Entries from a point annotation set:
= = = = = = =

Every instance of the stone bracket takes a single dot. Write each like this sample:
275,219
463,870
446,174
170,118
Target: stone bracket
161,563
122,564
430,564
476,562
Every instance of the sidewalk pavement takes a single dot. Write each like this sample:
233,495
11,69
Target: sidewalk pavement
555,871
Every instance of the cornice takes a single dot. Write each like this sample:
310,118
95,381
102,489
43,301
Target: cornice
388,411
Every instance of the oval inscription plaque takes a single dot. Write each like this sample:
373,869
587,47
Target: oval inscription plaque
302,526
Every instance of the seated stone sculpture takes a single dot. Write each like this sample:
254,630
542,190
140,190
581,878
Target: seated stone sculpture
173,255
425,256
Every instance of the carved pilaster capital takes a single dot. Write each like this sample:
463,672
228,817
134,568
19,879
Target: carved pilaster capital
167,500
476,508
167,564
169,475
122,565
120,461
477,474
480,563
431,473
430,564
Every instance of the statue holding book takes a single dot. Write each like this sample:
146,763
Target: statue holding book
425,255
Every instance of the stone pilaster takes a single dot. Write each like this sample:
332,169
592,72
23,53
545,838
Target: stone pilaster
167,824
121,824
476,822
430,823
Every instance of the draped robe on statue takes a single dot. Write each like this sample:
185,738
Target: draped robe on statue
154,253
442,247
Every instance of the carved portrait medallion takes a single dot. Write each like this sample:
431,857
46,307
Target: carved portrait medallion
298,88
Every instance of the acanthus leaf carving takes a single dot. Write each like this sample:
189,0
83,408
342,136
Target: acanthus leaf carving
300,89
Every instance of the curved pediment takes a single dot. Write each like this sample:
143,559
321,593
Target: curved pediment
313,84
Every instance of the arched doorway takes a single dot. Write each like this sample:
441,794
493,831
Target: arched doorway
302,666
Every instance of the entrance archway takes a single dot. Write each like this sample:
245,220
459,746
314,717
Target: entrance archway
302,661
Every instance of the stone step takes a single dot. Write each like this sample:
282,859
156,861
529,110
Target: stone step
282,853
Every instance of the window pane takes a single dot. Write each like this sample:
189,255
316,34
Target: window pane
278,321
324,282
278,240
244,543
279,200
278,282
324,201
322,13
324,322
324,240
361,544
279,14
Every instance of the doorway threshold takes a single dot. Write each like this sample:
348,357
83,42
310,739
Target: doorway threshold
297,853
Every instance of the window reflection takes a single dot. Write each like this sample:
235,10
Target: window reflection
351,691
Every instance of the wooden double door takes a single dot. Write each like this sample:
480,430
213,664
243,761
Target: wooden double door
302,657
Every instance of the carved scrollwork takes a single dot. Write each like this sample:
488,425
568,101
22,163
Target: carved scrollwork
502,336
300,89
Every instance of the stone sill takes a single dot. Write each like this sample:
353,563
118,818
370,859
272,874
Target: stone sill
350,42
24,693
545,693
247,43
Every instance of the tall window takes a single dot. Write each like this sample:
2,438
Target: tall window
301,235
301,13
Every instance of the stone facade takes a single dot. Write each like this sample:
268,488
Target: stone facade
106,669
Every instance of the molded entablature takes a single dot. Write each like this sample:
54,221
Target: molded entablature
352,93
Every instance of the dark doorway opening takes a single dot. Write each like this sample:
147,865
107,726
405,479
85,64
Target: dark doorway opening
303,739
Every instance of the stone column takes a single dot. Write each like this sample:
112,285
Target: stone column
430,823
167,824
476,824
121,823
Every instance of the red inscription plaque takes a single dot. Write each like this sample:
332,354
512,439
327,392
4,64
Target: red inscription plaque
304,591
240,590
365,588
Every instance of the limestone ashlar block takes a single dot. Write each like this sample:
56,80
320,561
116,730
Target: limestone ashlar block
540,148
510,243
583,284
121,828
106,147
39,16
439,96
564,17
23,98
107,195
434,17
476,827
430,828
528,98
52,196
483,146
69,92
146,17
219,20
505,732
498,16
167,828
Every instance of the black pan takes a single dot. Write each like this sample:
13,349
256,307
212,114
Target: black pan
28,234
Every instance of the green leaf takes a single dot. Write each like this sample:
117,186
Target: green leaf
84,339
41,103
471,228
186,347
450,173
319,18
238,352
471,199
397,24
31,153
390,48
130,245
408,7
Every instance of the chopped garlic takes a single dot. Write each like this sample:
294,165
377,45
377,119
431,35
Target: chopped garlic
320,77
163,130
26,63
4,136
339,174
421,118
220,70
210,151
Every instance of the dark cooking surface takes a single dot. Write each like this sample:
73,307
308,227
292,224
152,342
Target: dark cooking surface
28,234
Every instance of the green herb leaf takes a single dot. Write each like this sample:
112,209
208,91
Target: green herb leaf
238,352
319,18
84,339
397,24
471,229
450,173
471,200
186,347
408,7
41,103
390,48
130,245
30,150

= = = = = = =

WHAT TO DO: Starting from the line containing "Every instance of the black", repeat each line through the end of the entries, exactly.

SOLUTION:
Every instance of the black pan takes a single dot. Write each like this sample:
13,349
256,307
212,114
Target: black pan
28,234
Every instance of the green leaf takes a single dot. Write each like this sample:
117,186
Target: green leaf
84,339
41,103
471,228
186,347
450,173
319,18
238,352
471,199
397,24
31,153
390,48
130,245
408,7
Every instance of the chopped garlic takes a single dot. Write each like this sample:
294,165
377,45
377,119
431,35
Target: chopped garlic
320,77
163,130
26,63
4,136
339,174
421,118
220,70
210,151
Every instance of the dark cooking surface takes a single dot. Write each like this sample:
73,307
308,227
292,224
152,342
Target: dark cooking surface
28,234
Every instance of the green herb leaf takes a single dot. Write each like this sample:
112,209
208,91
Target: green herb leaf
238,352
319,18
84,339
397,24
471,229
450,173
471,200
186,347
408,7
41,103
390,48
130,245
30,150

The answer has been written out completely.